Copy the listing below word for word.

──────────────────────────────

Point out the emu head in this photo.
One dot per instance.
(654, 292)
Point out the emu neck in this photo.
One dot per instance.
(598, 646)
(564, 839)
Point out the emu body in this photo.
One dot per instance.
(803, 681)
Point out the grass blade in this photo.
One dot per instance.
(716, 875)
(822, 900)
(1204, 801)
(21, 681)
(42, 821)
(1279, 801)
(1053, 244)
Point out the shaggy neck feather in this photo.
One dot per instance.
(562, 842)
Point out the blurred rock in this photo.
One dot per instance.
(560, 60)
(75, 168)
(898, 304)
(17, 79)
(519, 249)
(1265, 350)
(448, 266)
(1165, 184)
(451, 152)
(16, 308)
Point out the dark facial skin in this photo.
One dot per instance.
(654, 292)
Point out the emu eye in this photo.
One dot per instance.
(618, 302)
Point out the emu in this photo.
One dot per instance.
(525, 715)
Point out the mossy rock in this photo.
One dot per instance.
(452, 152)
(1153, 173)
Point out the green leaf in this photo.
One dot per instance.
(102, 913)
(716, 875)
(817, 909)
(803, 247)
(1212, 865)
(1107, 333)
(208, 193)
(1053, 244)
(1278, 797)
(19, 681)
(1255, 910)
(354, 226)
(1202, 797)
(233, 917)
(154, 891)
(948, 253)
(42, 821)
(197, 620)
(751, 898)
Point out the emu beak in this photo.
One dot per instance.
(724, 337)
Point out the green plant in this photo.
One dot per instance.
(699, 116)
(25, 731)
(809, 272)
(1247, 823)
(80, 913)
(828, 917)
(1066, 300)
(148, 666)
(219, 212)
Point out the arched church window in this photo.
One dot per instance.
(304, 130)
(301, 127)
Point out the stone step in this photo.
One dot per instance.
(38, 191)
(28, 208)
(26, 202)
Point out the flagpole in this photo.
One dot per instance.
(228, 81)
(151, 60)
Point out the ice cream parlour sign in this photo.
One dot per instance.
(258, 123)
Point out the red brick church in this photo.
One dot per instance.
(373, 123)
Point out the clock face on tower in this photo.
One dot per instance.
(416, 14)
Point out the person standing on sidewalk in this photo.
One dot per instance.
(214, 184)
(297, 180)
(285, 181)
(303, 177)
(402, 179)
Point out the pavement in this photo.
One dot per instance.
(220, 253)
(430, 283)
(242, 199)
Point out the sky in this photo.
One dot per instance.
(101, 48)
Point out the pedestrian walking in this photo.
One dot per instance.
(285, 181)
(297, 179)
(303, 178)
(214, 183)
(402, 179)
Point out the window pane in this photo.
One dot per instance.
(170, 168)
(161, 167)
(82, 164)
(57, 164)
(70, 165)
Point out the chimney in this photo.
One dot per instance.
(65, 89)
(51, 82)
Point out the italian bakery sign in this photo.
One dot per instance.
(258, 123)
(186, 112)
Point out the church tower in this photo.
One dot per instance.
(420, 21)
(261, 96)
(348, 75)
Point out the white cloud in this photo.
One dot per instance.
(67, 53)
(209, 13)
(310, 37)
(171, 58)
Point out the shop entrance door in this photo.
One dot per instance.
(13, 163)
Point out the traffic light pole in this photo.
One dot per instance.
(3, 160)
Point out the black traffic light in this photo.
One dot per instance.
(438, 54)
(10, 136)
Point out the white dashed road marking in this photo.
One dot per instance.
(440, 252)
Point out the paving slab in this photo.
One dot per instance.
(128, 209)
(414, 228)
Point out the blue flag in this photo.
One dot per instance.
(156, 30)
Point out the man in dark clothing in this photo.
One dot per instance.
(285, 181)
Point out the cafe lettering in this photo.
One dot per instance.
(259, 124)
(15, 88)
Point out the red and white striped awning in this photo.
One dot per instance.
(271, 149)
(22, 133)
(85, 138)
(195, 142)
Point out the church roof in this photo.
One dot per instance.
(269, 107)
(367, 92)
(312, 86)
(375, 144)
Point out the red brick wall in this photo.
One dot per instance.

──────────────────────────────

▶ [Output below]:
Point out the emu head in this photo.
One dot per instance.
(654, 292)
Point out the emu neck in this photo.
One dot per instance.
(598, 646)
(564, 839)
Point out the emu body in this photo.
One dot per instance.
(803, 681)
Point out the grass blade in this photo.
One dot per instance.
(716, 875)
(822, 900)
(1204, 801)
(21, 681)
(42, 821)
(1279, 801)
(1053, 244)
Point out the shaggy neck feather in this photo.
One dot per instance.
(562, 842)
Point out the blurred rock in this photo.
One dot per instance.
(560, 60)
(75, 168)
(898, 304)
(17, 79)
(519, 249)
(1265, 350)
(448, 266)
(1165, 184)
(451, 152)
(16, 308)
Point out the dark facial skin in this photo.
One dot per instance.
(654, 292)
Point out the emu eye in this photo.
One dot per instance.
(618, 302)
Point out the emu in this photo.
One dot per instance.
(525, 715)
Point out the mossy rock in this photo.
One dot per instance.
(452, 152)
(1153, 173)
Point out the green leaf in this photo.
One dot per instance.
(102, 913)
(716, 875)
(817, 909)
(803, 247)
(1212, 865)
(1107, 333)
(208, 193)
(1053, 244)
(1278, 797)
(19, 681)
(1255, 910)
(354, 226)
(1202, 797)
(233, 917)
(154, 891)
(948, 253)
(42, 821)
(197, 620)
(751, 898)
Point out the emu beak in this photo.
One dot per instance.
(724, 337)
Point out the green plant in this photo.
One dot per instance.
(699, 116)
(25, 731)
(809, 272)
(1247, 823)
(80, 913)
(828, 917)
(1066, 300)
(148, 666)
(219, 212)
Point out the arched church window in this photo.
One dot per instance.
(304, 130)
(301, 127)
Point out the stone step in this photo.
One dot per instance.
(38, 191)
(28, 208)
(26, 202)
Point out the flagpole in this photo.
One dot per instance.
(228, 81)
(151, 60)
Point out the ice cream parlour sign in this photo.
One dot per instance.
(258, 123)
Point out the red brick church in this photo.
One dot per instance.
(373, 123)
Point out the clock face on tower in this photo.
One dot per instance.
(416, 14)
Point out the person standing on sidewalk in this photo.
One dot per instance.
(214, 184)
(297, 180)
(285, 181)
(303, 177)
(402, 179)
Point out the pavement in this photo.
One dot per instance.
(220, 253)
(430, 283)
(242, 199)
Point out the sky in this photo.
One dot per instance.
(101, 48)
Point out the pedestrian walking in this photo.
One dot per instance.
(285, 181)
(297, 179)
(303, 178)
(214, 183)
(402, 179)
Point out the window pane in this photo.
One dot per instance.
(170, 168)
(161, 167)
(82, 164)
(57, 164)
(70, 165)
Point out the chimney in this photo.
One dot per instance.
(65, 89)
(51, 82)
Point out the italian bakery sign in this photo.
One dot per instance.
(258, 123)
(186, 112)
Point out the church tower in this photo.
One dot per instance.
(420, 21)
(261, 96)
(348, 75)
Point out the white cloud in this photo.
One dot per instance.
(67, 53)
(209, 13)
(310, 37)
(171, 58)
Point out the shop entrance door in this photo.
One dot per instance.
(13, 163)
Point out the traffic light pole in this photo.
One dot per instance.
(3, 160)
Point out the black traffic light in this photo.
One dot per instance.
(438, 54)
(10, 136)
Point out the white dashed road marking in this photo.
One dot per instance.
(440, 252)
Point out the paving slab in this photo.
One dot per instance.
(128, 209)
(414, 228)
Point out the blue flag in this photo.
One dot per instance.
(156, 30)
Point out the man in dark clothing in this photo.
One dot per instance.
(285, 181)
Point out the cafe lettering in this photo.
One dot per instance.
(259, 124)
(15, 88)
Point out the red and white striped awning in this photo.
One dot per instance.
(271, 149)
(22, 133)
(85, 138)
(195, 142)
Point out the church roof in this photo.
One dot per instance.
(269, 107)
(367, 92)
(312, 86)
(375, 144)
Point out the red brick wall in this photo.
One dot per instance.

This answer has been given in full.